ASSIGNMENT: Could you give the data that follows again exactly, without its pictures?

DATA PROVIDED:
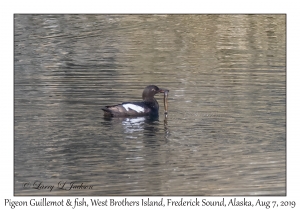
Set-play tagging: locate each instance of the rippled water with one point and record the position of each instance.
(226, 129)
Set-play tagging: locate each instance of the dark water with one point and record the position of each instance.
(226, 129)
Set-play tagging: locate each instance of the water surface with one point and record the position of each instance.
(225, 133)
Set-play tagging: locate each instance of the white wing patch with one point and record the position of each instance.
(136, 108)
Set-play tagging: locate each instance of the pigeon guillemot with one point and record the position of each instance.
(148, 106)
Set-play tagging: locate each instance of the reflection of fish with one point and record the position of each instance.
(148, 106)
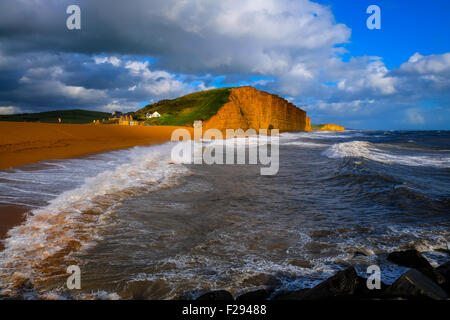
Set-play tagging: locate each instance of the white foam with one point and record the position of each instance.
(72, 220)
(305, 144)
(367, 150)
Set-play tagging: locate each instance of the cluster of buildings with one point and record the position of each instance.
(126, 119)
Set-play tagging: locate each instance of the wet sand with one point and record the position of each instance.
(24, 143)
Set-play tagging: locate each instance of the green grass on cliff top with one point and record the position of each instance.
(67, 116)
(185, 110)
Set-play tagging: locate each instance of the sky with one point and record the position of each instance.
(319, 55)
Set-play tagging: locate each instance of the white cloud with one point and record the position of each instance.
(414, 116)
(425, 65)
(9, 110)
(111, 60)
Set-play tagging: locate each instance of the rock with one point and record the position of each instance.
(216, 295)
(343, 284)
(257, 295)
(250, 108)
(410, 259)
(444, 270)
(363, 292)
(414, 285)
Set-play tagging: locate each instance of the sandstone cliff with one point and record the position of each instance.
(250, 108)
(332, 127)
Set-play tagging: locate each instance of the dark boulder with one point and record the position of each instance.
(216, 295)
(257, 295)
(363, 292)
(414, 285)
(409, 259)
(444, 271)
(343, 284)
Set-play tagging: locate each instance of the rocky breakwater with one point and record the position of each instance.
(249, 108)
(420, 282)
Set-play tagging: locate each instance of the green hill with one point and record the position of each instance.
(67, 116)
(185, 110)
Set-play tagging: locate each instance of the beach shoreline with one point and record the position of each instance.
(25, 143)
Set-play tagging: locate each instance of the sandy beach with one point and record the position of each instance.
(24, 143)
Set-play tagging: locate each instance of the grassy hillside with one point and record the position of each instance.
(185, 110)
(67, 116)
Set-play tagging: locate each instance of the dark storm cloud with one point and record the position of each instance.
(139, 51)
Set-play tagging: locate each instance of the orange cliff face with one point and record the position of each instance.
(249, 108)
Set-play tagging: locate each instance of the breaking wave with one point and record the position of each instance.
(367, 150)
(40, 249)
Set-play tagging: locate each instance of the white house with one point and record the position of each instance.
(152, 115)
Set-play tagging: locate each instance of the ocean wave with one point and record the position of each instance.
(40, 249)
(367, 150)
(305, 144)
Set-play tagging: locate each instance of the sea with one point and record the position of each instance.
(141, 226)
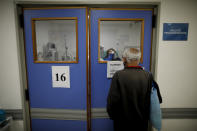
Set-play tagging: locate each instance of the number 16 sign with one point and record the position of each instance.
(61, 76)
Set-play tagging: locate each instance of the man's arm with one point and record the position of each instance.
(113, 99)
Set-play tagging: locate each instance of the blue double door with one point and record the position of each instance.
(58, 37)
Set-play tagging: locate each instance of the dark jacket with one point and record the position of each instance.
(128, 102)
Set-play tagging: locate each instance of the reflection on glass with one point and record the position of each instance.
(55, 40)
(115, 36)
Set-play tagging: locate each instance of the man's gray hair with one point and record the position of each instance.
(131, 54)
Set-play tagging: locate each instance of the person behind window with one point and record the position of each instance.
(128, 101)
(111, 55)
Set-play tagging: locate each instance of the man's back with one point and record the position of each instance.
(129, 98)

EXPECTED OUTPUT:
Set-play tagging: locate each instance of the rippled water with one point and record the position of each instance.
(226, 129)
Set-play tagging: locate each instance of the dark water with one point and record the position of each instance.
(226, 129)
Set-play tagging: locate each instance of the water surface with one point and record the position of each instance.
(225, 133)
Set-play tagging: locate each instance of the white wing patch with one point and record the position of each instance.
(136, 108)
Set-play tagging: locate each instance of the pigeon guillemot with one point and record the position of each instance.
(148, 106)
Set-play tagging: locate each instance of the reflection of fish with one point and record the position of each instance.
(148, 106)
Set-play tagging: locate each instance of the white foam with one point and record the position of each instance.
(72, 220)
(305, 144)
(367, 150)
Set-play tagging: locate each instance of the cluster of buildings with one point and record the position of each instance.
(126, 119)
Set-play tagging: locate each instance of the wet sand with one point and record the position of each instance.
(24, 143)
Set-play tagging: locate each instance of the green grass on cliff top with one point and record the position of each instance.
(67, 116)
(185, 110)
Set-play tagging: locate each instance of the sky with one point and record the position of each instance.
(319, 55)
Set-play tagging: locate each instance of the white cloud with one point and record the position of each instance.
(414, 116)
(425, 65)
(9, 110)
(111, 60)
Set-play tagging: locate each instance of the rock with one point and record the position of each instance.
(216, 295)
(343, 284)
(257, 295)
(250, 108)
(410, 259)
(444, 270)
(363, 292)
(414, 285)
Set-play tagging: locate each instance of the sandstone cliff with one point and record the position of each instance.
(250, 108)
(332, 127)
Set-play tagging: locate each instance of the dark boulder with one point and record the position of each instance.
(216, 295)
(257, 295)
(363, 292)
(414, 285)
(409, 259)
(444, 271)
(343, 284)
Set-play tagging: locate each instance of the rocky breakwater with one point and record the position of each instance.
(249, 108)
(420, 282)
Set-play tagging: locate each instance of the green hill with one point and record the position of each instance.
(67, 116)
(185, 110)
Set-play tagging: locate each instance of the beach shoreline with one point and record the position of each instance.
(25, 143)
Set-play tagging: locate each instance of the sandy beach with one point and record the position of each instance.
(24, 143)
Set-play tagging: locate each instance of the grassy hillside with one point and record the position of each instance.
(185, 110)
(67, 116)
Set-play tagging: locate each instance of the dark storm cloud with one point and record the position of each instance.
(139, 51)
Set-play tagging: locate each instance of the orange cliff face with one point and record the position of each instance.
(249, 108)
Set-play tagging: locate each instance of the breaking wave with one point and record the position of each instance.
(367, 150)
(40, 249)
Set-play tagging: locate each instance of the white house with one point and record the position of each instance.
(152, 115)
Set-play tagging: locate each instance of the ocean wave with one point and record the position of each instance.
(40, 249)
(367, 150)
(305, 144)
Set-play tagging: locate each instance of the sea with one point and record the position of each instance.
(141, 226)
Set-play tagging: locate each instance of the number 16 sign with one point and record the position of each instance.
(61, 76)
Set-play tagging: locate each instance of the man's arm with one point and record the position of each instance.
(113, 99)
Set-play tagging: locate each instance of the blue double door with one point and record the position of each instance.
(58, 37)
Set-play tagging: locate each instance of the dark jacket with one point and record the position of each instance.
(128, 102)
Set-play tagging: locate each instance of the reflection on glass with one point and record the position of each instance.
(55, 40)
(115, 36)
Set-play tagging: locate each instance of the man's gray hair with one point and record the position of each instance.
(131, 54)
Set-play tagging: locate each instance of the person behind window with one point and record the position of each instance.
(128, 101)
(111, 55)
Set-play tagging: locate each instance of the man's back with one point and record the position of each instance.
(129, 98)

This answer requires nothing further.